Rescale the entries below, starting at the line containing "of the building" and ending at the last line of the entries, by writing out every one of those lines again with the requests included. In the answers, multiply each point coordinate by 1.25 and round it to a whole number, rounding halves up.

[Begin RAW DATA]

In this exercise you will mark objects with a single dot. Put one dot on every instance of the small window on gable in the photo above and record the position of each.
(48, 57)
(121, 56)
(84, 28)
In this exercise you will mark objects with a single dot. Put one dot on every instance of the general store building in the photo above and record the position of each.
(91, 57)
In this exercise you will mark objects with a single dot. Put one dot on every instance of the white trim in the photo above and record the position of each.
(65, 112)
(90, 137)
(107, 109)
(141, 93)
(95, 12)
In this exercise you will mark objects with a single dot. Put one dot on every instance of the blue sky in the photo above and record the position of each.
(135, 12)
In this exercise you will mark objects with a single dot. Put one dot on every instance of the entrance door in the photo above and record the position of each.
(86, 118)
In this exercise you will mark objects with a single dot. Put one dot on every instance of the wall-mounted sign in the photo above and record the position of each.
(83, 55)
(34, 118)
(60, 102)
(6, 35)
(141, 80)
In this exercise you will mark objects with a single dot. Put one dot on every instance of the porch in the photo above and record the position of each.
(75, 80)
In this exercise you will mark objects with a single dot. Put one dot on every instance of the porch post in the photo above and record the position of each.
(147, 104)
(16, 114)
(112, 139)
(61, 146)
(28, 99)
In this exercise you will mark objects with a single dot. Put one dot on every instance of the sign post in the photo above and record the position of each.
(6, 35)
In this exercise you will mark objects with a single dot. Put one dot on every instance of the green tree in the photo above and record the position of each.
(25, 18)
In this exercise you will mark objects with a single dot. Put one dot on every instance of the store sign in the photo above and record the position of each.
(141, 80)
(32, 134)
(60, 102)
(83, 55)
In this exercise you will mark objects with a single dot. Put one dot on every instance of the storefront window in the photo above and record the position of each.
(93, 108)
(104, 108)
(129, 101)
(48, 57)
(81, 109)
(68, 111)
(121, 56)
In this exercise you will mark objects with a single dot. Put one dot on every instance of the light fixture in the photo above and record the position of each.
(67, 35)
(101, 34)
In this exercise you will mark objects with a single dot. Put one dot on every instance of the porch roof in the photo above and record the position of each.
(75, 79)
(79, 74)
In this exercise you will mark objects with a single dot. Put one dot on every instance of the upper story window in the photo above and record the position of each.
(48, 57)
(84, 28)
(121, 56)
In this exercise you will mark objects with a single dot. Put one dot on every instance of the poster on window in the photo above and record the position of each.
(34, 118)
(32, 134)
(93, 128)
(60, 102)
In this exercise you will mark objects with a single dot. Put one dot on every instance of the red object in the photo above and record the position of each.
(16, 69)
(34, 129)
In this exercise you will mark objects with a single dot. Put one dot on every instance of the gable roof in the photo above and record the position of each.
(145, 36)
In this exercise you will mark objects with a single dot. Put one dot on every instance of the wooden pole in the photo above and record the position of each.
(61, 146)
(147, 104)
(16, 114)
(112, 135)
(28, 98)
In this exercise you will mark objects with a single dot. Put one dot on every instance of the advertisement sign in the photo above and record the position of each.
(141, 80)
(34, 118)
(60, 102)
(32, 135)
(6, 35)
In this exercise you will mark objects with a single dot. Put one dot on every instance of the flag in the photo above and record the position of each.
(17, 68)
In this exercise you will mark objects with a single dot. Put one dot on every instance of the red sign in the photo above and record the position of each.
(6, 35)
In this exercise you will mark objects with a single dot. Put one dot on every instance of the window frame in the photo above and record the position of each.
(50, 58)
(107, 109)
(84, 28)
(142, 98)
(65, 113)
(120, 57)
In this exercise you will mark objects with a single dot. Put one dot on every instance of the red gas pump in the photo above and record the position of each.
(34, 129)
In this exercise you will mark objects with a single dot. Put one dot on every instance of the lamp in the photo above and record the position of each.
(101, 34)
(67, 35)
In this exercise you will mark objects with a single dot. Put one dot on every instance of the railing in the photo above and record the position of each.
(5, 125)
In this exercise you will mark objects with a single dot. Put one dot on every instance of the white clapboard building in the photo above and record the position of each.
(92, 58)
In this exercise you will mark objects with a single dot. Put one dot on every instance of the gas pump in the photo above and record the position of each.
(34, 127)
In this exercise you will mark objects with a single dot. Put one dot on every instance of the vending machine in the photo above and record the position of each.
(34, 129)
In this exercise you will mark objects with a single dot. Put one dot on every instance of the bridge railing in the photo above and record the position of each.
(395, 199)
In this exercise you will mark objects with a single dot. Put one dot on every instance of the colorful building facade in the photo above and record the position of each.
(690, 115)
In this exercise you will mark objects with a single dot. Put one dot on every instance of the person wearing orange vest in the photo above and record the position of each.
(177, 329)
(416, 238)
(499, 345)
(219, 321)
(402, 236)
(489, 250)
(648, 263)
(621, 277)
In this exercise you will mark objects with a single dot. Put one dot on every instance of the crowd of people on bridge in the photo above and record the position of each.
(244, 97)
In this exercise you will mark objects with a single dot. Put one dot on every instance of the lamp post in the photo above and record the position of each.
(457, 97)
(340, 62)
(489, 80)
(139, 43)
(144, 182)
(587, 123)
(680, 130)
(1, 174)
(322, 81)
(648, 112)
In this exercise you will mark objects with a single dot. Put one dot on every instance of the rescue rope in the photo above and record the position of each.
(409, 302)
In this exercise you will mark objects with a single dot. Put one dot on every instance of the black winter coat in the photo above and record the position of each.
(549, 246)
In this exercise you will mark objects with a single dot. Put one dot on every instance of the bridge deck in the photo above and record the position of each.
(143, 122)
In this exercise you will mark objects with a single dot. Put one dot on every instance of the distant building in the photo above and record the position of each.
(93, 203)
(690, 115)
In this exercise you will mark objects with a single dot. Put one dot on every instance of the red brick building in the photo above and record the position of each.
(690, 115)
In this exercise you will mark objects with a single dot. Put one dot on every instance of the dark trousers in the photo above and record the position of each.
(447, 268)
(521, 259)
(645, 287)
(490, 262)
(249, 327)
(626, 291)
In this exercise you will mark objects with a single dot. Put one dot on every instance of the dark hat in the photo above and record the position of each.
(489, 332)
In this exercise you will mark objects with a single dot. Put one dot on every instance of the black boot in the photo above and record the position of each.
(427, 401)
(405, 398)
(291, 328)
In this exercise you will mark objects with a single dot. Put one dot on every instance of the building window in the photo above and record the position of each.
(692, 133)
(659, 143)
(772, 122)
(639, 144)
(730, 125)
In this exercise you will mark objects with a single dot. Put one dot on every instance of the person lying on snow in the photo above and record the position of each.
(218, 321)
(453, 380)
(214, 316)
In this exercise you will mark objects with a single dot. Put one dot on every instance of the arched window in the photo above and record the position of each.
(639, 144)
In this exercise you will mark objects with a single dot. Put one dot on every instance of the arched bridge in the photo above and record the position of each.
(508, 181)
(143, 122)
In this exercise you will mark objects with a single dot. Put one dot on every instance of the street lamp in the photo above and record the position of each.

[End RAW DATA]

RESULT OF THE TASK
In this exercise you will mark objects with a single dot. Put one dot on every instance of the building window in the photo above and record the position of each.
(865, 166)
(824, 179)
(965, 153)
(799, 180)
(913, 156)
In this exercise you will mark objects with a single dot. Put one dot on every instance of the person lying on snow in the photo above and record the position of each.
(273, 401)
(566, 475)
(268, 395)
In this exercise you will mark objects with a single dot. Put one dot on every instance of the arched window in the photo above and record the position of each.
(799, 180)
In this exercise you will mark objects with a single dot. Put one dot on every instance of the arched bridge in the photo above and record the position of each.
(635, 226)
(179, 153)
In this exercise you will mark objects with a single dot. Put one dot on every instance of the street lamp in the photo above and record the position of each.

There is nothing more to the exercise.